Saved entries:
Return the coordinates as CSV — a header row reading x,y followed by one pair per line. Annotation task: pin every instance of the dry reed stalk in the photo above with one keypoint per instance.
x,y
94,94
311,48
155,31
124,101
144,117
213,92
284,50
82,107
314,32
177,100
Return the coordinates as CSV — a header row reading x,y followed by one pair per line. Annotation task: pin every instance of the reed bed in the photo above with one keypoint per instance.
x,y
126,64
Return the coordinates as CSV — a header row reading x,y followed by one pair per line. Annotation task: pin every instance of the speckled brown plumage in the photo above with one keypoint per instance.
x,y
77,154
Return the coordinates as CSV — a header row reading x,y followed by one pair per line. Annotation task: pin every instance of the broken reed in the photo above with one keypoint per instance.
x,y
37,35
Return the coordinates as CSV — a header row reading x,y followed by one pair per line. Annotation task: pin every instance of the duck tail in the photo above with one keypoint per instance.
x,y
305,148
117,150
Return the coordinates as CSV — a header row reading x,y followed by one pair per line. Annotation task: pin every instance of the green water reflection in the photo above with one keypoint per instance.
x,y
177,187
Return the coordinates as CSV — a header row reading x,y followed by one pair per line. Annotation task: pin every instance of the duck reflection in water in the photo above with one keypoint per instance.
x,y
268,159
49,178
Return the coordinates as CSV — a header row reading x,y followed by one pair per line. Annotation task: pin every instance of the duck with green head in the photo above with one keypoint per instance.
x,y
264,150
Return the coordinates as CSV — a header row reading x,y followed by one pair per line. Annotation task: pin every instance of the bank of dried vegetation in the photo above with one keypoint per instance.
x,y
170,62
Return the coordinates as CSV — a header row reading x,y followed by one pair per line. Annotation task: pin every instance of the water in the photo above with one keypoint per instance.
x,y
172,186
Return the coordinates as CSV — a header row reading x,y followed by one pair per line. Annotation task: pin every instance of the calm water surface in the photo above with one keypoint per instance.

Your goal: Copy every record exactly, with nothing added or dropped.

Expected answer:
Return the coordinates as CSV — a header row reading x,y followed by one pair per line. Annotation task: pin every instance of the dry reed stalk in the photo above with one keypoint per instance.
x,y
94,94
311,48
155,31
124,101
144,117
213,92
284,50
82,107
314,32
177,100
Return the coordinates as CSV — a header row reading x,y followed by one pair per line. Annotation task: pin every instance of the reed bed in the photo above with one keypoint per instance.
x,y
126,64
Return the coordinates as CSV — a header row reading x,y followed by one pair per line. Annotation task: pin every instance of the speckled brown plumage in the photo above with one keypoint per instance.
x,y
77,154
Return the coordinates as CSV — a header row reading x,y followed by one pair per line. Annotation task: pin every instance of the broken reed in the photo above with one keypoint per instance.
x,y
37,35
Return the coordinates as CSV — a header row reading x,y followed by one pair per line. Annotation task: pin every instance of the duck tail in the photo above with one keypoint per instance.
x,y
305,148
117,150
Return the coordinates as CSV — a header row reading x,y followed by one pair per line. Annotation task: pin every instance of the green water reflection in the photo above with one keypoint per instance.
x,y
177,187
Return the coordinates as CSV — a header row reading x,y followed by one pair per line. Annotation task: pin every instance of the duck reflection in water in the photo above with one keypoint per instance.
x,y
268,159
49,178
Return the coordinates as CSV — a header row reading x,y followed by one pair per line. Annotation task: pin every instance of the duck with green head in the photo above with one keypoint per instance.
x,y
264,150
Return the coordinates as CSV — a header row reading x,y followed by one pair per line. Annotation task: pin every instance of the bank of dried vegetation in the photo above with one keypoint per instance.
x,y
170,62
Return the coordinates as CSV — a header row reading x,y followed by one pair per line. Annotation task: pin every instance of the water in the photo above with one keypoint per instance.
x,y
172,186
Return the coordinates as CSV — a header row reading x,y followed by one pair per line. Annotation task: pin every instance of the calm water surface in the photo above with one keypoint per instance.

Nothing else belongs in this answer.